__Rows__
/---

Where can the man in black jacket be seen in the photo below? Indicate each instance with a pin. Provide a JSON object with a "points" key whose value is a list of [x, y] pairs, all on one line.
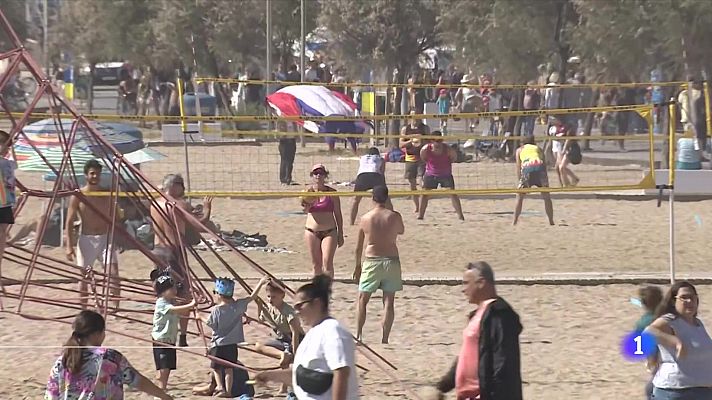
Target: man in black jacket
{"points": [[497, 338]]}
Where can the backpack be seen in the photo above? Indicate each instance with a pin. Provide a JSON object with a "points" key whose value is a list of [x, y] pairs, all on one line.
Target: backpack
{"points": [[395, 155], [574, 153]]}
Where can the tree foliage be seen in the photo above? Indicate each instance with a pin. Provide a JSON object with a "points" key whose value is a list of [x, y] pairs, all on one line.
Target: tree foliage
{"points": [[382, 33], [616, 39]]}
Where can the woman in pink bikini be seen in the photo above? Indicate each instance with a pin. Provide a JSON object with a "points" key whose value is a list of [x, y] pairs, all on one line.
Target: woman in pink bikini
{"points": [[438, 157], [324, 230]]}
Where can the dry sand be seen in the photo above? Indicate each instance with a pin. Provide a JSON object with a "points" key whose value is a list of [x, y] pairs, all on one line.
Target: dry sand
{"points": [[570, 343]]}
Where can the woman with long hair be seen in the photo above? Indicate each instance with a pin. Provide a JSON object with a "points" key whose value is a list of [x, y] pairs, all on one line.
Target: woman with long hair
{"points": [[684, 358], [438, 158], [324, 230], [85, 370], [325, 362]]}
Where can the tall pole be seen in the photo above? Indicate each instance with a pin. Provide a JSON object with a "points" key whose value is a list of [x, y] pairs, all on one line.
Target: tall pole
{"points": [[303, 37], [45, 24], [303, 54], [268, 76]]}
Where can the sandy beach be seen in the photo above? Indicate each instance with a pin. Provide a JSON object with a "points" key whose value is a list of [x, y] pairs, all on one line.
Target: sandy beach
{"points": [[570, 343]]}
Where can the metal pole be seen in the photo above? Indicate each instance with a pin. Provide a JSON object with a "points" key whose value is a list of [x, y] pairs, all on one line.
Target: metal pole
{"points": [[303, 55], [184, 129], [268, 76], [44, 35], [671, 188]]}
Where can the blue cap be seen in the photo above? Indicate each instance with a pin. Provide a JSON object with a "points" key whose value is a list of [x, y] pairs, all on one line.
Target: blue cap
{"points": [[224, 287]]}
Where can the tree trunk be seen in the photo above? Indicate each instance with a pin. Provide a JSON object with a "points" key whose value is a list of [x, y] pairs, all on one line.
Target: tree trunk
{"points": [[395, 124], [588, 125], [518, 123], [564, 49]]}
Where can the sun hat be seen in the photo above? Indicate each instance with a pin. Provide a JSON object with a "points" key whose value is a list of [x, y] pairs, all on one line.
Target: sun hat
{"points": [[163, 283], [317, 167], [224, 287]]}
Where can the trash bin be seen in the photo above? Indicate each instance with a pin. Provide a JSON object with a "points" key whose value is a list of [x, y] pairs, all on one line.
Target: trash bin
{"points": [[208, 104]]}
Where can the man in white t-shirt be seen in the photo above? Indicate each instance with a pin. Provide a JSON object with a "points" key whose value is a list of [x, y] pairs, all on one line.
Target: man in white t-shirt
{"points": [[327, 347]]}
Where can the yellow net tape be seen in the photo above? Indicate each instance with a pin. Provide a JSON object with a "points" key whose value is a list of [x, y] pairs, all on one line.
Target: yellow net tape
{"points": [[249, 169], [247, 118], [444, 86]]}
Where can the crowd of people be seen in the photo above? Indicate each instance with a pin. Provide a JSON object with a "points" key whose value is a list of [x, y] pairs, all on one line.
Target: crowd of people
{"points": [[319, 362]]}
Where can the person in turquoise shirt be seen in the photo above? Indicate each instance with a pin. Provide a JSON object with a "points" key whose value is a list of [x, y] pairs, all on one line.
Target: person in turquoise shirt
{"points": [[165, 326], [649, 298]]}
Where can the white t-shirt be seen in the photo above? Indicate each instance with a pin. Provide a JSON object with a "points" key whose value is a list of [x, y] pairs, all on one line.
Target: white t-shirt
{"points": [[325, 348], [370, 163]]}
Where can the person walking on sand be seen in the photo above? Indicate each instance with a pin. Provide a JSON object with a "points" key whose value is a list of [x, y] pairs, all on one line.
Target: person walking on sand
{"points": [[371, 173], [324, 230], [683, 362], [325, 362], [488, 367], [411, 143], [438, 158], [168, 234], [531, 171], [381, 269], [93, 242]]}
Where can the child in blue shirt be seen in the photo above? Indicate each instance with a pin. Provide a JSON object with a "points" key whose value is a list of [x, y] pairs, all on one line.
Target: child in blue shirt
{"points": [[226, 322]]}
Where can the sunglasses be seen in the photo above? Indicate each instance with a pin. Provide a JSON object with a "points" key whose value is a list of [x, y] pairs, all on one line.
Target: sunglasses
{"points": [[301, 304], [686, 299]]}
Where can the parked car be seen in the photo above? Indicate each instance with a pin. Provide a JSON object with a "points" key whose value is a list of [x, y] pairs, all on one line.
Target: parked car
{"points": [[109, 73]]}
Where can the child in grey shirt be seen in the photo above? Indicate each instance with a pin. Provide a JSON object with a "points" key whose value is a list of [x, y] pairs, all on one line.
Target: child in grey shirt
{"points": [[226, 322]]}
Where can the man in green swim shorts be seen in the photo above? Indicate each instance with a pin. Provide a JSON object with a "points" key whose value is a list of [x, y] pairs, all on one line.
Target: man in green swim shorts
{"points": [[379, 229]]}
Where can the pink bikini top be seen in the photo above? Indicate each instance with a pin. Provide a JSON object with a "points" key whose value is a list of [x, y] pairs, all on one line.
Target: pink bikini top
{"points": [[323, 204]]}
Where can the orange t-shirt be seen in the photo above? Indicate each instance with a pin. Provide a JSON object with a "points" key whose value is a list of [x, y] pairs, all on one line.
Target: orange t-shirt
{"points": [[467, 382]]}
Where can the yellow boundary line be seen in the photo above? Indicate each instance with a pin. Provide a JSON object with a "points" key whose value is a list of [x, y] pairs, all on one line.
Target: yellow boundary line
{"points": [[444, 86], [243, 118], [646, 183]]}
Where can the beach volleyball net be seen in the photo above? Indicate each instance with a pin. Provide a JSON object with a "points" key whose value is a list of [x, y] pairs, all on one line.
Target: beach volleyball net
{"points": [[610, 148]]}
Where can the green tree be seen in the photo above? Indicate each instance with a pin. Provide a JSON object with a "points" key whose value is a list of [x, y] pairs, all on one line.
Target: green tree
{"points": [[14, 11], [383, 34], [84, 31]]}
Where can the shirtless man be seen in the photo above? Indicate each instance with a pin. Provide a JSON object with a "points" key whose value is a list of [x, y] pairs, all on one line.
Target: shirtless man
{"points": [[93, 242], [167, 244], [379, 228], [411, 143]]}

\---

__The task__
Update the lines from the one containing "Where can the person walking" through the one containing "Target: person walking on sand", changing "walking" to "strolling" and leaving everything else unchanged.

__Full answer__
Where can the person strolling on sand be seen in the photo above? Indicate each instance with a pin. Provide a JSON object with a "points" key whose value is a list of [x, y] pairs, all on one line.
Target: person strolling on sand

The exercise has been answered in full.